→ Records for the task:
—————

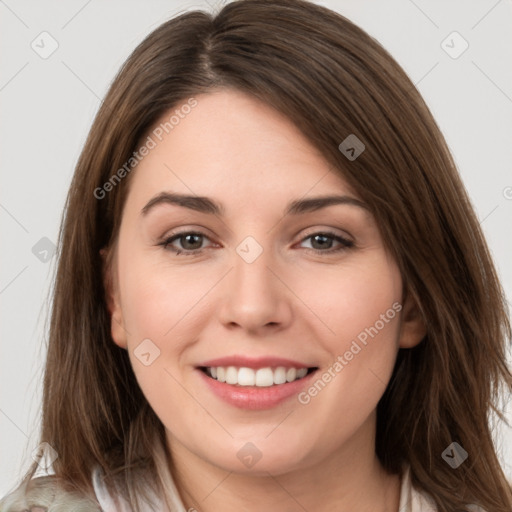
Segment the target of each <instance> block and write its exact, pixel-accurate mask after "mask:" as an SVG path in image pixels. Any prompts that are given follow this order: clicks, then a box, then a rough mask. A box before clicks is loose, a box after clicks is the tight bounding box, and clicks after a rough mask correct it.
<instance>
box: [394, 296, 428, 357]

—————

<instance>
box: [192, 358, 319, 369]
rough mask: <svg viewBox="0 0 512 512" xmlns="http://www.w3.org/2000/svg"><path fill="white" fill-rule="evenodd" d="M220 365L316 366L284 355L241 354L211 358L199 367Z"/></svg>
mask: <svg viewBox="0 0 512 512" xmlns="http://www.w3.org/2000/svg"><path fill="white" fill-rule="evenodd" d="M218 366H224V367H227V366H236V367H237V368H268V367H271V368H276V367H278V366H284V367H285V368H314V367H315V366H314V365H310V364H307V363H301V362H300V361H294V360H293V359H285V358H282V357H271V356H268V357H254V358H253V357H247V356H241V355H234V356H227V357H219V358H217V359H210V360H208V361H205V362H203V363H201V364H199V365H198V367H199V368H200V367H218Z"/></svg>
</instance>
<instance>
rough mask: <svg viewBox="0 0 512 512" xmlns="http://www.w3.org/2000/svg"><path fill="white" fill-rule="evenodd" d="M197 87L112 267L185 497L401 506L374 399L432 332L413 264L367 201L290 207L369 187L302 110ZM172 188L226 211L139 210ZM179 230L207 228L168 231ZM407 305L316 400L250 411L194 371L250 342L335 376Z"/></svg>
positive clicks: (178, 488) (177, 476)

—————

→ Work instructions:
In the records above, find each line that mentions the string "clicks", then copy it.

→ Solution to this task:
Segment the target of each <instance> block and write its exact, pixel-accurate mask after "mask:" as an SVG path in image pixels. Any prompts that are given follow this order: clicks, then a box, then a rough mask. A box before clicks is loose, a box after clicks is the tight bounding box, and clicks after a rough mask correct it.
positive clicks: (178, 488) (177, 476)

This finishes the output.